■ EXERCISE DETAILS:
Look through the records below, and copy out every line that holds the string "tree".

■ EXTRACTED RECORDS:
_ _ _ _
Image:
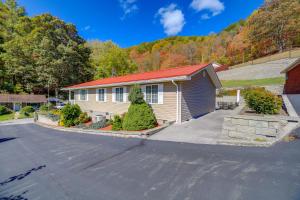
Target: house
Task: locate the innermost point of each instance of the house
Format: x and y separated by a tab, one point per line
176	94
292	84
17	101
292	74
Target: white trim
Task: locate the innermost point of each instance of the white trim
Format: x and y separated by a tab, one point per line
209	68
97	95
115	96
177	103
87	95
125	94
144	90
150	81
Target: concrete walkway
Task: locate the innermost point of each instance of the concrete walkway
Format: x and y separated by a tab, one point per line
204	130
17	121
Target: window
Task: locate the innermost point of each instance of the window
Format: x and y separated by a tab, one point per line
101	95
152	94
119	94
72	95
83	95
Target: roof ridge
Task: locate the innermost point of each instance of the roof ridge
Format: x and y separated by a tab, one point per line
155	71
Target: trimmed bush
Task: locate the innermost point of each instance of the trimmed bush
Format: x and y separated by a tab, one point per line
98	125
262	101
83	118
117	123
4	110
69	115
139	117
27	110
43	108
136	96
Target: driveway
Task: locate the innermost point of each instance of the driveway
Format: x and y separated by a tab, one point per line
203	130
40	163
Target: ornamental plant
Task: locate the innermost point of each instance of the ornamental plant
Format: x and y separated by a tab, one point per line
69	115
140	115
27	110
117	123
263	101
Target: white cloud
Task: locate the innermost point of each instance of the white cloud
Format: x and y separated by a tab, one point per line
214	6
128	6
86	28
205	16
172	19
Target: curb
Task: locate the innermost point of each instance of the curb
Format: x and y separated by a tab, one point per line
131	134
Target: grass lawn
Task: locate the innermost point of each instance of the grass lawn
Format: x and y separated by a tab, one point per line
7	117
254	82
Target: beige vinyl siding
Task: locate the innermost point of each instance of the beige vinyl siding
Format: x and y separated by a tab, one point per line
165	111
198	96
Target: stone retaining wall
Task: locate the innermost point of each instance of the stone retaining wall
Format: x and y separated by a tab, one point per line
252	127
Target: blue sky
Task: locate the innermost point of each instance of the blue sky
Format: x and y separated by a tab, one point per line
130	22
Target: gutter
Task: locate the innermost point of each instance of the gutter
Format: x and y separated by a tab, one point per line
177	101
181	78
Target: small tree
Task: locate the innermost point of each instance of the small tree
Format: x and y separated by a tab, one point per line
262	101
70	114
136	96
140	115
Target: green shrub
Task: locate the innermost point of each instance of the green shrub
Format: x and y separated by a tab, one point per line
117	123
27	110
53	117
98	125
69	115
262	101
43	108
139	117
46	107
136	96
4	110
83	118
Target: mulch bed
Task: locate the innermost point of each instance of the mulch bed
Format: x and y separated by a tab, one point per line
247	111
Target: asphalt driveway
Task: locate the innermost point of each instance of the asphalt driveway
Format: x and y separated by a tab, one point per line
40	163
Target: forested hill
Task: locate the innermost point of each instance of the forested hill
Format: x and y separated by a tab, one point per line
41	52
273	28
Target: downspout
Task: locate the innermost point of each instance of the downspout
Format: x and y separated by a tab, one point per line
177	101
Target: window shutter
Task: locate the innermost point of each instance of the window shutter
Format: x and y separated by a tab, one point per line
160	94
113	94
105	95
125	94
143	87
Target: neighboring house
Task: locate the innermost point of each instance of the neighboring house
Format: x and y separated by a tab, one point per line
176	94
292	83
16	101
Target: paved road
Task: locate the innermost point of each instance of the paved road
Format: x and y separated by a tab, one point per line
39	163
259	71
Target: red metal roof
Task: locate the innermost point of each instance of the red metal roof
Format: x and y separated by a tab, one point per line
160	74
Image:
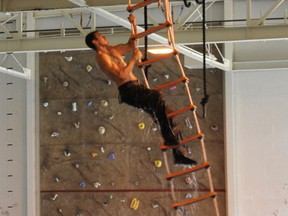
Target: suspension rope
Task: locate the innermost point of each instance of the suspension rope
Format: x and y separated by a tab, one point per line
145	58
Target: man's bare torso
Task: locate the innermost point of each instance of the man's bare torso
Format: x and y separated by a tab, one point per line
112	63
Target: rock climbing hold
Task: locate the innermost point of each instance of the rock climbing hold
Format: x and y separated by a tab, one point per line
68	58
45	104
90	103
101	130
55	134
110	117
88	68
94	154
134	203
77	124
104	103
188	180
173	88
45	79
112	156
141	126
214	127
158	163
54	197
97	184
82	184
74	107
67	153
65	83
102	149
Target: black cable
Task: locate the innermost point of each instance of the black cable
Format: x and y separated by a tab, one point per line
187	4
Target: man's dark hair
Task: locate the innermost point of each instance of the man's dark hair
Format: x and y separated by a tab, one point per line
89	38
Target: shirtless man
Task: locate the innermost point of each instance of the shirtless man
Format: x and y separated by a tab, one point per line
111	62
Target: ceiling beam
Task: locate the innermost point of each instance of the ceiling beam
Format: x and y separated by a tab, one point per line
187	37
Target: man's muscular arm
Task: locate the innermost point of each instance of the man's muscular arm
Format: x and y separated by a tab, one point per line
124	48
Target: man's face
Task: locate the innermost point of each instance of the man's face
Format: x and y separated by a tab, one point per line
101	40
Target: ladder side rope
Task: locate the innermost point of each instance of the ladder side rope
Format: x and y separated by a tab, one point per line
134	32
171	40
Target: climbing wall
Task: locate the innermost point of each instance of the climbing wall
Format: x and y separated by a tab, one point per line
102	158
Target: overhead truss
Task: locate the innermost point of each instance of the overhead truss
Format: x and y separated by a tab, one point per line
67	27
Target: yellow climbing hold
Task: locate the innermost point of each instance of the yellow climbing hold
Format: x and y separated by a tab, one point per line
141	125
134	203
94	154
158	163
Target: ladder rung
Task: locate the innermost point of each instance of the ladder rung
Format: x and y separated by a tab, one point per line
182	79
140	5
190	107
186	171
197	136
191	201
152	30
160	57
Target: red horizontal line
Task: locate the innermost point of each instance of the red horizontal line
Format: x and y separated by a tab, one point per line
128	190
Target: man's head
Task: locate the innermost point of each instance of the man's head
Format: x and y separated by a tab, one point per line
94	39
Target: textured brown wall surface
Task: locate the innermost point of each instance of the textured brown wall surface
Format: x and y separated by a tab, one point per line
67	181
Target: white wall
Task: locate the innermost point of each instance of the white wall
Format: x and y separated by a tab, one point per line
19	149
12	145
257	152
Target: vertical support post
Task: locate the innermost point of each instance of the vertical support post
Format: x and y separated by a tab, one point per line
93	21
33	179
248	22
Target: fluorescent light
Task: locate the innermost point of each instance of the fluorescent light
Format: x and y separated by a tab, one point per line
161	50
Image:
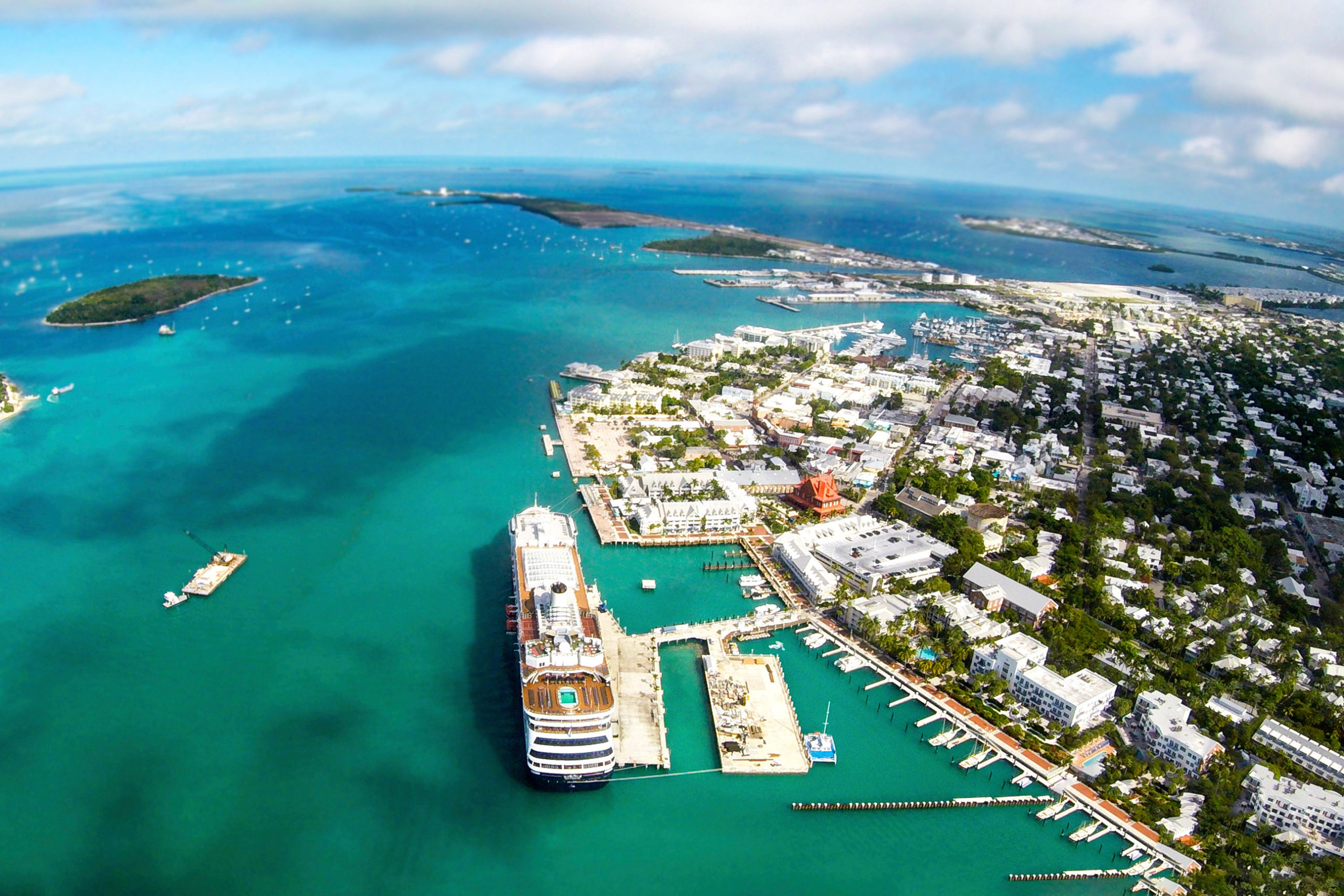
_ _ _ _
■ ANSWER AREA:
Target: small tree
Task: locate the innermost point of each instance of the small tree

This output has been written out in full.